### Text segment
______

President Trump’s campaign was marked by a tendency to make wild boasts about how he would fix the country’s problems accompanied by vague or contradictory details on how he would pull off such fantastic feats.
The most famous example is probably his boast that he would build a border wall and make Mexico pay for it — neither part of which has come into fruition. But much more far-fetched were his haughty predictions about how he would tackle the debt, even while proposing fiscal policies that would make that impossible.
During the 2016 campaign, Trump told the Washington Post that he’d get rid of the national debt “over a period of eight years” and also declared himself the “king of debt.”
“Nobody knows debt better than me,” he told CBS. “I’ve made a fortune by using debt and if things don’t work out, I renegotiate the debt.” He continued to argue that, “we are sitting on a time bomb and Hillary Clinton doesn’t have a clue. And President Obama has pretty much doubled the debt since he’s been in office and somebody’s going to pay a big price. We have to start chopping that debt down.”
At the same time, during the campaign, he eschewed reform of the major entitlement programs Social Security and Medicare while arguing for increasing defense spending — effectively taking most of the spending side of the budget off of the table while proposing tax cuts.
A Daily Beast story has drawn attention for recounting that, early in his presidency, advisers showed Trump charts and graphs detailing the unsustainable fiscal trajectory of the U.S. in the coming decades if nothing is done, and that his response was, “Yeah, but I won’t be here.”
As will all stories based on anonymous sources, we cannot say for sure that this happened as described. But we don’t need an anonymous quote to know that Trump does not consider debt reduction a priority.
Trump’s biggest legislative accomplishment has been a $1.5 trillion tax cut. Now, it’s true that tax cuts can only be described as a “cost” if one believes that all income earned in the U.S. is by right the property of government. Surely, to the millions of taxpayers who will be sending less of their incomes to Washington, far from being a cost, the tax cut will represent a savings.
That having been said, it’s undeniable that even after taking economic growth into account, lowering taxes will on net reduce federal revenue and widen deficits unless offset by spending cuts.

______

### Dataset excerpts
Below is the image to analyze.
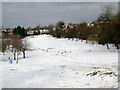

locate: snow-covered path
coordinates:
[2,35,118,88]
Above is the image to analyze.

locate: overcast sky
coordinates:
[2,2,118,27]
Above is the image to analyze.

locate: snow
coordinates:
[2,35,118,88]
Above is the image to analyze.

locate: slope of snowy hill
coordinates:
[2,35,118,88]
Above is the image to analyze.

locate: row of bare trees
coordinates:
[2,33,30,63]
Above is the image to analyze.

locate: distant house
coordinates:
[87,22,94,27]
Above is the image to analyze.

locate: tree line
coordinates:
[49,6,120,49]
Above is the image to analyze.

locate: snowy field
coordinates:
[2,35,118,88]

______

### Activity
Please copy the part of the article above on Trump and the national debt that opens with the words containing "Trump’s biggest legislative" and closes with "represent a savings.", but switch "taxpayers" to "households".

### Task answer
Trump’s biggest legislative accomplishment has been a $1.5 trillion tax cut. Now, it’s true that tax cuts can only be described as a “cost” if one believes that all income earned in the U.S. is by right the property of government. Surely, to the millions of households who will be sending less of their incomes to Washington, far from being a cost, the tax cut will represent a savings.